[[ SOURCE EXTRACT, beginning ]]

By Lincoln DePradine
Dr Leslie Yaffa – a Vaughan, Ontario, resident – is not allowing the restrictions of the Coronavirus pandemic to stop the work that she has been doing for Jamaica.
She is determined to continue the activities of the Jahmeyka Project, a not-for-profit group working with organizations in Kingston, the Jamaican capital.
Yaffa applied to the United Nations Development Program (UNDP) for a grant and recently received US$10,000 to be utilized by the Jahmeyka Project.
“We got the grant in May. What we’ll be doing is trying to curb youth violence down there in Jamaica,’’ Yaffa told The Caribbean Camera.
The Jahmeyka Project was founded in 2018 by Yaffa, a social worker, university professor and therapist, who provides counselling on issues such as stress and anxiety, depression and grief, parenting, racism, marriage and self-esteem.

[[ SOURCE EXTRACT, end ]]

**EXERCISE SET:**
1. List the roles that the article about the Jahmeyka Project gives for Dr Leslie Yaffa.
2. Echo the article about the Jahmeyka Project from "By Lincoln DePradine" up to and including "doing for Jamaica.".

[[ DATA PROVIDED, beginning ]]

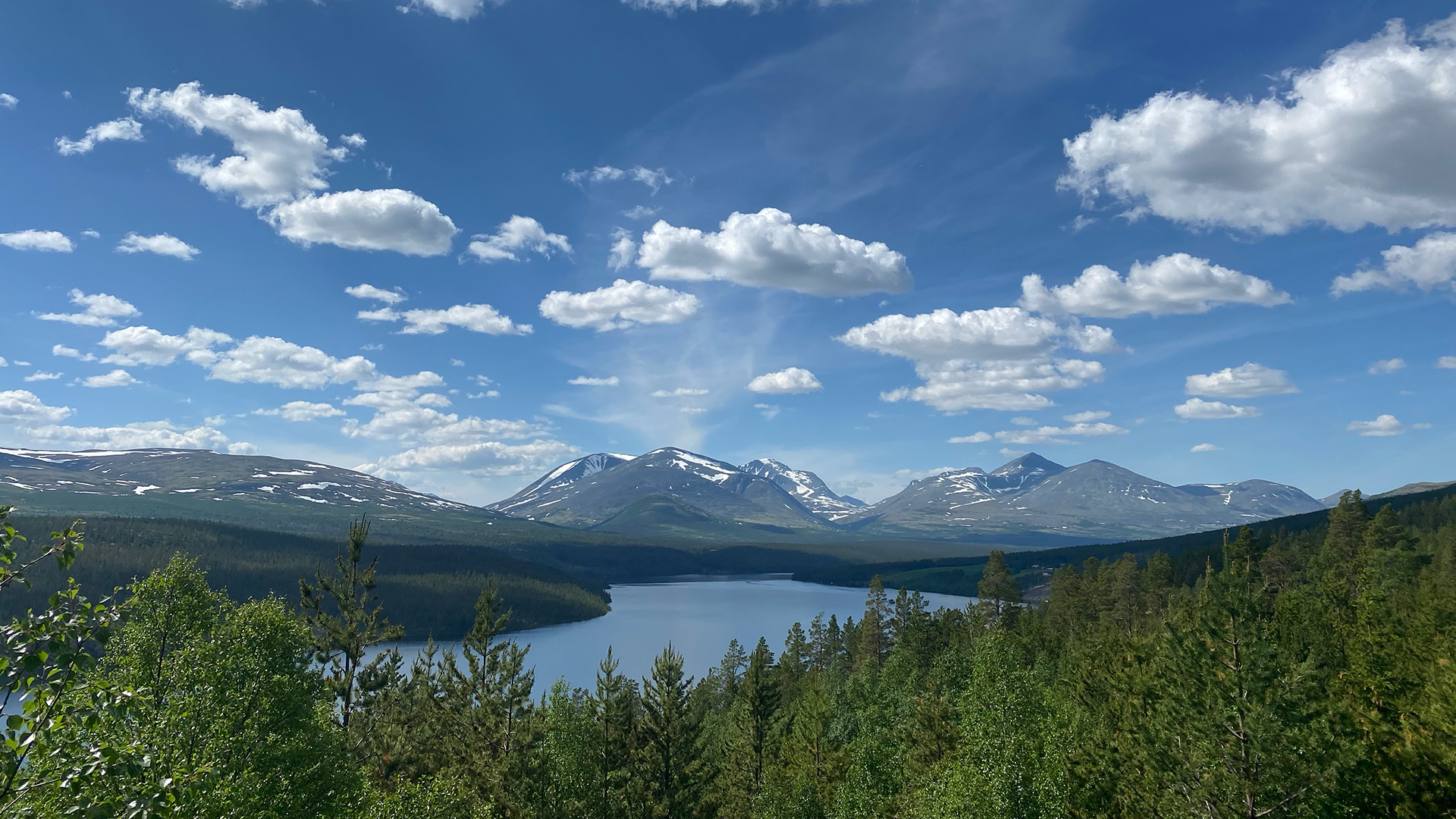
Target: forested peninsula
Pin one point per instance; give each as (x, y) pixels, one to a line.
(1296, 673)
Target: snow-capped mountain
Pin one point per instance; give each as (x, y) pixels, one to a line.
(555, 483)
(204, 475)
(667, 493)
(249, 490)
(718, 491)
(1090, 500)
(805, 487)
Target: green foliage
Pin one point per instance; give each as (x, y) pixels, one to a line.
(229, 717)
(430, 589)
(346, 620)
(1294, 673)
(998, 586)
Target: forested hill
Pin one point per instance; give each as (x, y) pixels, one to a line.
(430, 589)
(1188, 554)
(1301, 675)
(427, 588)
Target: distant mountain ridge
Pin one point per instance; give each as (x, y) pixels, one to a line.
(1095, 499)
(1027, 500)
(726, 494)
(805, 487)
(669, 493)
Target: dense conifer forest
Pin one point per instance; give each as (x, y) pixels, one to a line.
(1301, 673)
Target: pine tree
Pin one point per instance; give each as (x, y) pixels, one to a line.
(873, 639)
(998, 586)
(761, 697)
(347, 620)
(1156, 582)
(613, 713)
(670, 732)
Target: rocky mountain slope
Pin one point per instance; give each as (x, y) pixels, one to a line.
(253, 490)
(805, 487)
(1092, 500)
(715, 490)
(669, 493)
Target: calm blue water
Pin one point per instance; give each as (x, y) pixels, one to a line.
(698, 618)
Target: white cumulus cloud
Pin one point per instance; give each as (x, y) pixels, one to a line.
(278, 153)
(133, 346)
(22, 407)
(1177, 283)
(622, 248)
(1360, 140)
(1245, 381)
(476, 318)
(378, 293)
(514, 238)
(680, 392)
(791, 379)
(650, 177)
(281, 167)
(71, 353)
(1382, 426)
(284, 363)
(618, 306)
(767, 249)
(1200, 410)
(995, 359)
(384, 219)
(145, 435)
(162, 243)
(115, 130)
(1429, 264)
(98, 309)
(457, 11)
(53, 241)
(1059, 435)
(115, 378)
(299, 411)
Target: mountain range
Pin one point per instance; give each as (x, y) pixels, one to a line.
(1030, 500)
(666, 494)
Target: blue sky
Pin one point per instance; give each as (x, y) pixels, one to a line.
(1239, 216)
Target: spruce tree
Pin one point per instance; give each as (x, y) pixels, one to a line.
(873, 639)
(347, 620)
(998, 586)
(670, 732)
(613, 713)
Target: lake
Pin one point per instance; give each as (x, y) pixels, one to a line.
(696, 617)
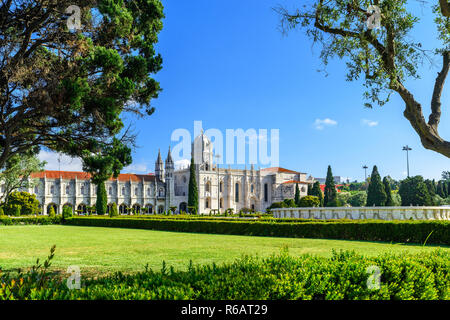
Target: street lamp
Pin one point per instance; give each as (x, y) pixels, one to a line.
(407, 149)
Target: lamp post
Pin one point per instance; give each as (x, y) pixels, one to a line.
(365, 172)
(218, 156)
(407, 149)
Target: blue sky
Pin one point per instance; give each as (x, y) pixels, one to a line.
(227, 64)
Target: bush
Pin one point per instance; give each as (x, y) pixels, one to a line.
(365, 230)
(67, 212)
(358, 199)
(309, 201)
(343, 276)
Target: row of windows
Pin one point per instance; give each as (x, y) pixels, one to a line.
(110, 190)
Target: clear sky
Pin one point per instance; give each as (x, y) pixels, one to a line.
(227, 64)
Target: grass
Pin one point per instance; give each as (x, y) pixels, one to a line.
(103, 250)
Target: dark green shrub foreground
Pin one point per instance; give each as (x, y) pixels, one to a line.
(343, 276)
(5, 220)
(436, 232)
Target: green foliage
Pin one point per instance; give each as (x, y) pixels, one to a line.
(343, 198)
(414, 191)
(387, 188)
(27, 202)
(297, 195)
(289, 203)
(309, 201)
(193, 190)
(330, 199)
(79, 97)
(113, 211)
(102, 199)
(316, 191)
(358, 199)
(376, 195)
(343, 276)
(370, 230)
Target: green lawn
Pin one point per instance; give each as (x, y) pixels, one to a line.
(96, 249)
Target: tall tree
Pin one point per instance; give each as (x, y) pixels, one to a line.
(330, 199)
(16, 174)
(440, 189)
(376, 195)
(297, 195)
(68, 73)
(387, 189)
(193, 188)
(317, 192)
(102, 199)
(414, 191)
(380, 49)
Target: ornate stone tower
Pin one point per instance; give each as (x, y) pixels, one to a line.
(159, 167)
(169, 180)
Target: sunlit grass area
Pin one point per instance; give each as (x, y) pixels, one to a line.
(102, 250)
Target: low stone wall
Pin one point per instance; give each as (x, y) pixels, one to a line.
(380, 213)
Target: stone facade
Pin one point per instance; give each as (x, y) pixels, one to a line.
(378, 213)
(219, 188)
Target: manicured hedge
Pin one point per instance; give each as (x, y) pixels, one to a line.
(438, 232)
(5, 220)
(344, 276)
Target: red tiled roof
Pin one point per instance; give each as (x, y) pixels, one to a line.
(294, 181)
(279, 169)
(322, 187)
(68, 175)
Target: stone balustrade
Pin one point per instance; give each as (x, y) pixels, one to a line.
(359, 213)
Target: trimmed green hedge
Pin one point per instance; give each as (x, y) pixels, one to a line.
(5, 220)
(437, 232)
(344, 276)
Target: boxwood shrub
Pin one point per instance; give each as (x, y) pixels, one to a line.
(433, 232)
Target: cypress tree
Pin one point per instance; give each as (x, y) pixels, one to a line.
(102, 199)
(193, 188)
(317, 192)
(376, 194)
(297, 195)
(387, 188)
(431, 187)
(440, 189)
(330, 199)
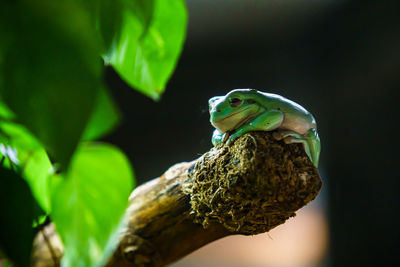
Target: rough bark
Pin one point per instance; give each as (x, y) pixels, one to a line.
(247, 188)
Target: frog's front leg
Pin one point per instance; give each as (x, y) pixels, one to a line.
(218, 137)
(310, 141)
(267, 121)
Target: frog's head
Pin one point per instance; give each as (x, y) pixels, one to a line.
(232, 110)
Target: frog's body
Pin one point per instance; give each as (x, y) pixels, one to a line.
(244, 110)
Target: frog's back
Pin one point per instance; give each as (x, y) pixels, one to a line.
(296, 118)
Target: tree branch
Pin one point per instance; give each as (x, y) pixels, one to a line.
(247, 188)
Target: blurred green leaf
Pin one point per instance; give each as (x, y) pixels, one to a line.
(5, 112)
(52, 72)
(88, 205)
(148, 46)
(106, 17)
(16, 216)
(32, 160)
(104, 118)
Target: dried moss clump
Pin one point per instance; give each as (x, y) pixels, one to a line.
(253, 185)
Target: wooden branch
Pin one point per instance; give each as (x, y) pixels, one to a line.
(247, 188)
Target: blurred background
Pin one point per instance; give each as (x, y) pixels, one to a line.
(341, 61)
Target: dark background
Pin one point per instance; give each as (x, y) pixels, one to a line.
(339, 59)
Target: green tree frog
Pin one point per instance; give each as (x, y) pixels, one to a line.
(244, 110)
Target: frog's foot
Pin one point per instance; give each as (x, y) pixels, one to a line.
(219, 137)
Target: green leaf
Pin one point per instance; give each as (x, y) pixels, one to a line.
(32, 160)
(5, 112)
(52, 72)
(149, 44)
(104, 118)
(16, 217)
(89, 203)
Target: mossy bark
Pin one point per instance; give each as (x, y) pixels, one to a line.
(247, 188)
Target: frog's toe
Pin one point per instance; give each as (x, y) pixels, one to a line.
(277, 135)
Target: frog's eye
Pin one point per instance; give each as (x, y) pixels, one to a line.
(235, 102)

[[ DATA PROVIDED, end ]]

**LIST OF ANSWERS:**
1. social worker, university professor, therapist

2.
By Lincoln DePradine
Dr Leslie Yaffa – a Vaughan, Ontario, resident – is not allowing the restrictions of the Coronavirus pandemic to stop the work that she has been doing for Jamaica.